Aangeleverde tekst =
====================
4 Verhoudingen kostenposten
De structuur van beide beschikbaarheidbijdragen is opgebouwd uit onderdelen personeel, materieel, en de kapitaallasten. Op basis van cijfers uit de Functiegerichte budgettering (FB) is er in het verleden een verhouding vastgesteld van 70% personeel versus 30% materieel en over voorgenoemd totaal een percentage van 8,7% aan kapitaallasten.
In het vorige kostenonderzoek SEH/AV (2016) is deze verhouding niet opnieuw onderzocht. Toen is er voor gekozen om de absolute hoogte van de bedragen materieel en kapitaallasten te handhaven.
In dit onderzoek is de verhouding opnieuw bepaald. De NZa heeft hiervoor gebruik gemaakt van de cijfers uit de jaarrekeningen van 2017 en 2018 van 63 algemene ziekenhuizen. Van de 63 ziekenhuizen zijn 57 jaarrekeningen gebruikt; 6 jaarrekeningen zijn niet gebruikt in de berekening.
Bij 4 (van de 6) ziekenhuizen zijn de cijfers niet gebruikt. Voor deze instellingen geldt dat de kostprijzen 2016 niet zijn opgenomen in het tarievenonderzoek. Hierdoor hebben wij de kosten voor de dure geneesmiddelen niet kunnen gebruiken in het bepalen van de kosten.
Daarnaast zijn de cijfers van 2 (van de 6) ziekenhuizen is niet gebruikt, omdat er in de jaarrekeningen een sterke verwevenheid is tussen ziekenhuiszorg en wlz-zorg. Jaarrekeningen met wlz-zorg geven andere kostenverhoudingen dan jaarrekeningen van ziekenhuizen. Een representatieve enkelvoudige jaarrekening met enkel ziekenhuiskosten was in deze gevallen niet voorhanden.
Per ziekenhuis is een percentage voor de drie onderdelen berekend. Vervolgens is er per onderdeel een ongewogen gemiddelde berekend over alle waarden van 2017 en 2018 samen. Onderstaande tabel toont de resultaten.
====================
Opdracht 1 =
Beantwoord deze vragen met de tekst over kostenverhoudingen:
(a) Welke verhouding tussen personeel en materieel werd in het verleden vastgesteld?
(b) Hoeveel jaarrekeningen zijn in dit onderzoek gebruikt?
(c) Wat is per onderdeel berekend over alle waarden van 2017 en 2018 samen?
Opdracht 2 =
Kopieer het deel van de tekst over kostenverhoudingen, beginnend bij "Per ziekenhuis is" en eindigend bij "toont de resultaten.".

Brongegevens =
====================
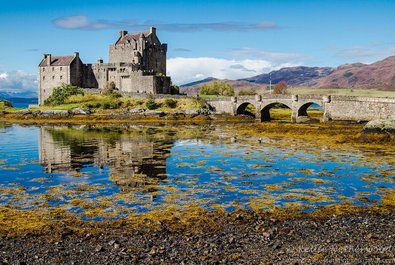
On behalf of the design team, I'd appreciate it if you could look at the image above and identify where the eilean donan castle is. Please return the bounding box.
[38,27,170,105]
====================
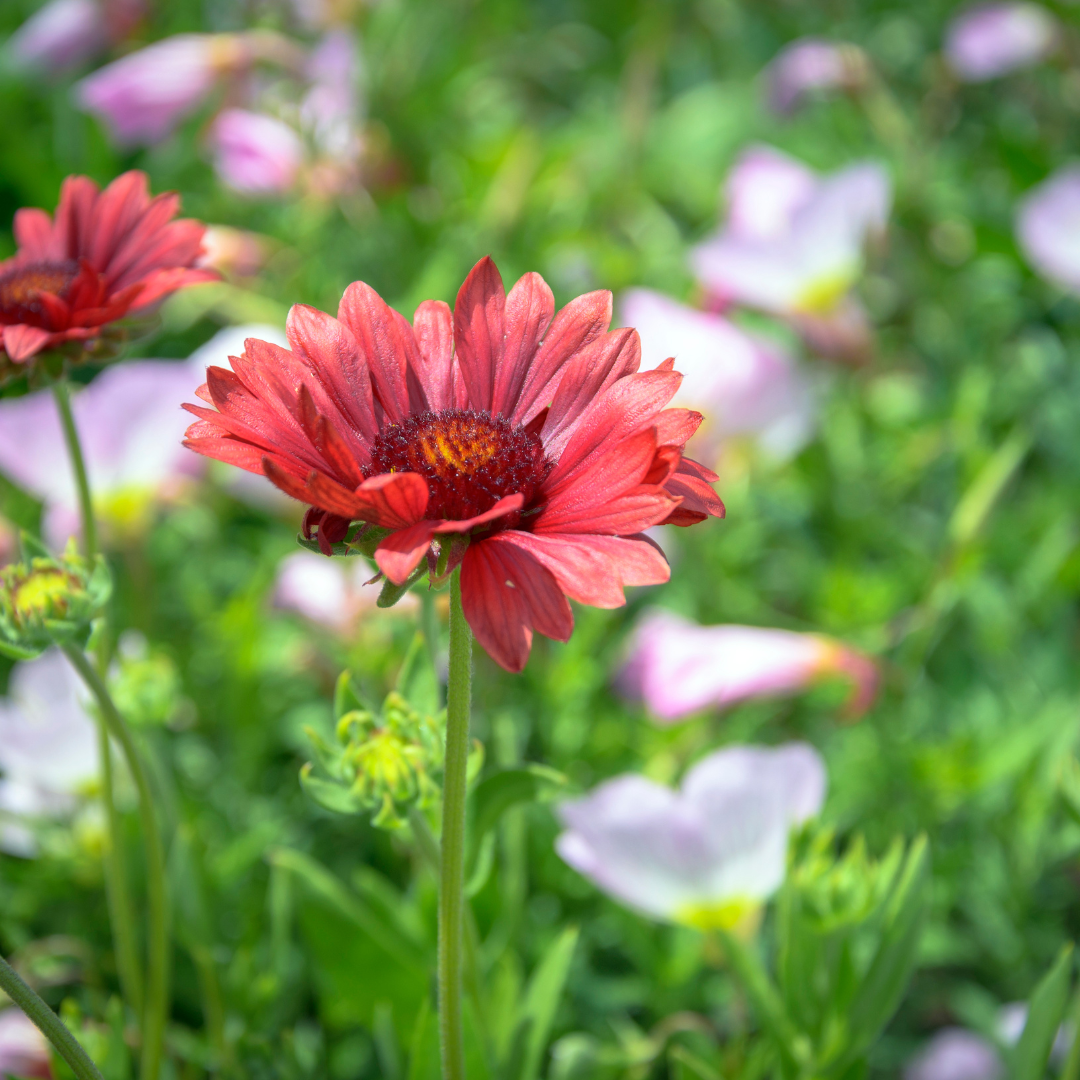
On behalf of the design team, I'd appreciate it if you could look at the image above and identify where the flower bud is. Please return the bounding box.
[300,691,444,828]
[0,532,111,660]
====================
Verwacht antwoord 1 =
(a) 70% personeel versus 30% materieel.
(b) 57 jaarrekeningen.
(c) Een ongewogen gemiddelde.

Verwacht antwoord 2 =
Per ziekenhuis is een percentage voor de drie onderdelen berekend. Vervolgens is er per onderdeel een ongewogen gemiddelde berekend over alle waarden van 2017 en 2018 samen. Onderstaande tabel toont de resultaten.